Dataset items
[Start of Attachment]
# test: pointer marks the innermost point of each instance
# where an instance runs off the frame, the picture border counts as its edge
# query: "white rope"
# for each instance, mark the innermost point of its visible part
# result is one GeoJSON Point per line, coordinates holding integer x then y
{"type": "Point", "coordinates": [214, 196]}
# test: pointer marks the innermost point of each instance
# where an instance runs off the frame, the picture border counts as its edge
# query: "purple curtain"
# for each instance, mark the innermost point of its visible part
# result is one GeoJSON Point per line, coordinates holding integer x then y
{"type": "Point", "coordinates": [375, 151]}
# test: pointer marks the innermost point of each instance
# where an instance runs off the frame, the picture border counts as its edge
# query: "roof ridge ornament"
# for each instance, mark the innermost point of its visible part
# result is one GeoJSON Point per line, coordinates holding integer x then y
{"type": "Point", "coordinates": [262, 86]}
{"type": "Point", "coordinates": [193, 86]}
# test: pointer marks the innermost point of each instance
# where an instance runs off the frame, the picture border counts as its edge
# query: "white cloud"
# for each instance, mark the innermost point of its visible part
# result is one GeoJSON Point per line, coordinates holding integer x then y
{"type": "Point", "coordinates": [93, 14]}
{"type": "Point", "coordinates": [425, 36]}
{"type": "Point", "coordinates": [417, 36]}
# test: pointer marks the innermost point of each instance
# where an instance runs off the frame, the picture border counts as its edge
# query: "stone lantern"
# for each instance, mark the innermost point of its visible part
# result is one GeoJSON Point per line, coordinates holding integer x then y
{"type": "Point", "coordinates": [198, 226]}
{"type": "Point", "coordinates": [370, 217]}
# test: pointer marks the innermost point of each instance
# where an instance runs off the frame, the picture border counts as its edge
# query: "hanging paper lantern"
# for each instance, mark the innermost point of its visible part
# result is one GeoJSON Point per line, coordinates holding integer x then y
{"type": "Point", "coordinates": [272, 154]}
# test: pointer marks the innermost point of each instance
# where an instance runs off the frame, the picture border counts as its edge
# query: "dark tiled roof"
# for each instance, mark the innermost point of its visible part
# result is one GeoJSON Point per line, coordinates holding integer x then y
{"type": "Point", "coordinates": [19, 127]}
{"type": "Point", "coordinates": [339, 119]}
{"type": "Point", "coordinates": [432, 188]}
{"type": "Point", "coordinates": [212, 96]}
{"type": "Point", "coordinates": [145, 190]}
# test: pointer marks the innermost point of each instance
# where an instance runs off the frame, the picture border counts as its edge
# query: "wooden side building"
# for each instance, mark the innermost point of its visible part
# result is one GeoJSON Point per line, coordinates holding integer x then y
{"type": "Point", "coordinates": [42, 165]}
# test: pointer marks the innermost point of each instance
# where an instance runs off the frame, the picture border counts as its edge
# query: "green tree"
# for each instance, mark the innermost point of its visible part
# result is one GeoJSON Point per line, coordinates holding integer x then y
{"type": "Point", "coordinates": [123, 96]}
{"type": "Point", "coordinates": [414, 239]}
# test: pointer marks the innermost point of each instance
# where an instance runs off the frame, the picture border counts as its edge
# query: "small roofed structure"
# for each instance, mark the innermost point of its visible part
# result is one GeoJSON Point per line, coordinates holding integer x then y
[End of Attachment]
Your task
Please output every line shown above exactly.

Problem solution
# test: pointer marks the innermost point of each instance
# where an instance runs off the frame, the picture border counts as its edge
# query: "white rope"
# for each instance, mark the innermost point of its visible part
# result is one GeoJSON Point per line, coordinates holding integer x then y
{"type": "Point", "coordinates": [214, 196]}
# test: pointer marks the innermost point of each instance
# where an instance runs off the frame, the picture border counts as its edge
# query: "purple curtain"
# for each instance, mark the innermost point of its visible part
# result is one GeoJSON Point per line, coordinates holding integer x then y
{"type": "Point", "coordinates": [375, 151]}
# test: pointer marks the innermost point of each instance
# where an instance runs off the frame, the picture border counts as its edge
# query: "roof ridge ornament"
# for each instance, mark the innermost point of its visible part
# result is one GeoJSON Point per line, coordinates holding integer x then y
{"type": "Point", "coordinates": [262, 86]}
{"type": "Point", "coordinates": [193, 86]}
# test: pointer marks the innermost point of each instance
# where an instance runs off the frame, the picture border counts as its edge
# query: "white cloud"
# for each instance, mark the innermost point of its visible part
# result is one GeoJSON Point per line, coordinates holding integer x then y
{"type": "Point", "coordinates": [93, 14]}
{"type": "Point", "coordinates": [425, 36]}
{"type": "Point", "coordinates": [417, 36]}
# test: pointer marks the innermost point of each instance
# where an instance runs off the frame, the picture border counts as its edge
# query: "stone lantern"
# for each instance, mark the innermost point of its visible part
# result is one GeoJSON Point per line, coordinates holding integer x then y
{"type": "Point", "coordinates": [198, 226]}
{"type": "Point", "coordinates": [370, 217]}
# test: pointer marks the innermost point of each instance
# where an instance runs off the frame, the picture border counts as its edge
# query: "hanging paper lantern"
# for each instance, mark the innermost point of its visible part
# result is one GeoJSON Point per line, coordinates holding integer x then y
{"type": "Point", "coordinates": [272, 154]}
# test: pointer marks the innermost point of each instance
# where an instance runs off the frame, the picture border counts as its edge
# query: "dark tiled roof"
# for each instance, mark the innermost point of its visible part
# result is one GeoJSON Point per line, coordinates holding integer x then y
{"type": "Point", "coordinates": [19, 127]}
{"type": "Point", "coordinates": [339, 119]}
{"type": "Point", "coordinates": [432, 188]}
{"type": "Point", "coordinates": [212, 96]}
{"type": "Point", "coordinates": [145, 190]}
# test: pointer marks the innermost point of each instance
# where an instance runs off the frame, the picture border counts as its edge
# query: "wooden side building"
# for each instance, mark the innermost point of its visible part
# result is one GeoJSON Point per line, coordinates holding integer x then y
{"type": "Point", "coordinates": [42, 165]}
# test: pointer marks the innermost point of each instance
# where an instance runs off the frame, the picture border counts as its edge
# query: "green tree"
# for each instance, mark the innermost point of its visible part
# result is one GeoJSON Point per line, coordinates holding integer x then y
{"type": "Point", "coordinates": [123, 96]}
{"type": "Point", "coordinates": [414, 239]}
# test: pointer marks the innermost point of each instance
# where an instance runs off the frame, the picture border counts as its edge
# query: "small roofed structure"
# for each instance, mark the innermost point of its visible part
# result is one GeoJSON Point per line, coordinates holding integer x then y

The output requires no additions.